**Фрагмент текста:**
┌────────
Через некоторое время опять спрашивает:
— Что, газет еще нет?
— Нет, еще нет, — смущенно отвечаю я.
— Ну, так вот что: Горький умер…
— Да.
— А газеты есть?
— Есть».
Газеты в Леонтьевский переулок поступали регулярно. Из них однажды утром он узнал еще об одной утрате: в Париже умер Шаляпин. Умер вдалеке от родины как эмигрант. «Ах, Федор, Федор!» — всё повторял К. С. Три месяца назад, когда Станиславскому исполнилось семьдесят пять, от Шаляпина из Америки пришла поздравительная телеграмма. Теперь его нет…
Большевистская печать мстительно откликнулась на кончину великого певца крошечной, чисто информационной заметкой. Таков был установившийся стиль отношений с теми, кто посмел не вернуться в коммунистическую Россию, каковы бы ни были их заслуги и слава. Еще в 1930 году в Москве лишь случайно узнали о смерти в Финляндии Ильи Репина. В архиве Виктора Симова сохранился рукописный листок, озаглавленный «По поводу смерти Ильи Ефимовича Репина», похожий на заметку, отправленную в газету. Отдав должное искусству Репина, изумившись «громадности этого колосса», Симов горько заканчивает: «Обидно, больно, что такая смерть прошла молчком в нашей общественности. Трусость сказать смело это наш… Громадный наш… Искусство, чистое искусство мировое — оно не должно приспосабливаться — ему нет времени, нет дела. Оно стремится к вечности».
└────────
**Задание 1:** В каком городе, согласно фрагменту, умер Шаляпин?
**Задание 2:** Переведите на английский язык предложение из фрагмента: «Газеты в Леонтьевский переулок поступали регулярно.»
**Задание 3:** Выпишите из фрагмента без изменений текст между словами «Через некоторое время» и «А газеты есть?», включая их.

**Предоставленный список:**
┌────────
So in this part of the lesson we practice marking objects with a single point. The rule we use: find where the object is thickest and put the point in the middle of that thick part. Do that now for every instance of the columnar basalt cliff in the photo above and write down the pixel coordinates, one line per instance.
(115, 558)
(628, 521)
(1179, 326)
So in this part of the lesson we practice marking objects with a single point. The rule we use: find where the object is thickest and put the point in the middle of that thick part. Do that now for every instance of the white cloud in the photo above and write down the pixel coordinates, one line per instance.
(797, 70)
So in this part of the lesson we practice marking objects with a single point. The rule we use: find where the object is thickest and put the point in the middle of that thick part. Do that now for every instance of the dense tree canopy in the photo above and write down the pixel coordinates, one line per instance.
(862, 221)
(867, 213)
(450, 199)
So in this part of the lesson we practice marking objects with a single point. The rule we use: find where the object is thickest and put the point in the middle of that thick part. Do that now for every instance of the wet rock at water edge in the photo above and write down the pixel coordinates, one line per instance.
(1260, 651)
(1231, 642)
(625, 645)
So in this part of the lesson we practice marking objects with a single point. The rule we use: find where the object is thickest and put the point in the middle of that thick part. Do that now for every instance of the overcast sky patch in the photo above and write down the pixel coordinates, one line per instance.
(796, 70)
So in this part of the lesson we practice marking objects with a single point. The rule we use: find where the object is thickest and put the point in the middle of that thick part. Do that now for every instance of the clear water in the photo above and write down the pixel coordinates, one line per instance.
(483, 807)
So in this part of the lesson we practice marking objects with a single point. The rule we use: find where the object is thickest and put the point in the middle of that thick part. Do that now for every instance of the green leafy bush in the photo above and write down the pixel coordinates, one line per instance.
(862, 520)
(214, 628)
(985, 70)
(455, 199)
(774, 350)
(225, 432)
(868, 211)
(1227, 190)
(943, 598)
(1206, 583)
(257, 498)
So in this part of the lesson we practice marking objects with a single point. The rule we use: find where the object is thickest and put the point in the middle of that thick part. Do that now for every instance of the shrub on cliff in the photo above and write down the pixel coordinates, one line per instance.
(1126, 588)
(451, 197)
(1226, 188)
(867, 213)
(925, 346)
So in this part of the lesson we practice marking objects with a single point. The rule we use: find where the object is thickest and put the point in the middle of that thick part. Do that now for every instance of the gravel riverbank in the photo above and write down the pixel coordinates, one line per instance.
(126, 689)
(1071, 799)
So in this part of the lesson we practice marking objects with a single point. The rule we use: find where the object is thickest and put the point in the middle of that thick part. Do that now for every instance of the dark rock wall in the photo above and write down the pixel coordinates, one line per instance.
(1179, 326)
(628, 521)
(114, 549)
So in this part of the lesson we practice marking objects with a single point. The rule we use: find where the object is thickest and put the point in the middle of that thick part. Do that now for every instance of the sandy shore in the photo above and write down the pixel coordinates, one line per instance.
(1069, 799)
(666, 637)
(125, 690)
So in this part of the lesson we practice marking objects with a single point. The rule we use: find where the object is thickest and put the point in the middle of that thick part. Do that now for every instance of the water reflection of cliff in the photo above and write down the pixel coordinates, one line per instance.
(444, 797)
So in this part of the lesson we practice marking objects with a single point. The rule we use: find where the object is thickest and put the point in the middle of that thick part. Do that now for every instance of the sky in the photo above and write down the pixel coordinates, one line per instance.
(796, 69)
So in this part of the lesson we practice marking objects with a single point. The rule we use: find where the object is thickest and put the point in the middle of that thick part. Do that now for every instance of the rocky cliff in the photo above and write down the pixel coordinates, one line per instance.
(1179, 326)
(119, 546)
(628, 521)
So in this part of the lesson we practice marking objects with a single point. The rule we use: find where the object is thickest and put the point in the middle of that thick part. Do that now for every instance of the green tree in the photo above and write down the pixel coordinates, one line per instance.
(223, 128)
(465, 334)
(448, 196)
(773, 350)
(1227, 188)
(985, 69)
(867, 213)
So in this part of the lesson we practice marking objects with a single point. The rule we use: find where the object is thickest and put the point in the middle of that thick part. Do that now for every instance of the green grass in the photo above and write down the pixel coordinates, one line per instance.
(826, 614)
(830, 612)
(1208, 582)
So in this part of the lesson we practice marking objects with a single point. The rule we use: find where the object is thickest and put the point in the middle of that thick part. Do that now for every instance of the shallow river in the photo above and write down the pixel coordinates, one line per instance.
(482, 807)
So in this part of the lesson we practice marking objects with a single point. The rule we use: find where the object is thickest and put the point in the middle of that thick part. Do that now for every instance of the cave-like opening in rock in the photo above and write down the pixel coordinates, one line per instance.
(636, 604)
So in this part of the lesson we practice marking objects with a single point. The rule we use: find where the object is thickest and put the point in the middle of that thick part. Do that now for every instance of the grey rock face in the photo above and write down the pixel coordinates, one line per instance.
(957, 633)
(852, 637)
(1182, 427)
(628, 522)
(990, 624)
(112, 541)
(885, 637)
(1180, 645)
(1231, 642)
└────────
**Решение 1:** В Париже.

**Решение 2:** Newspapers were delivered to Leontyevsky Lane regularly.

**Решение 3:**
Через некоторое время опять спрашивает:
— Что, газет еще нет?
— Нет, еще нет, — смущенно отвечаю я.
— Ну, так вот что: Горький умер…
— Да.
— А газеты есть?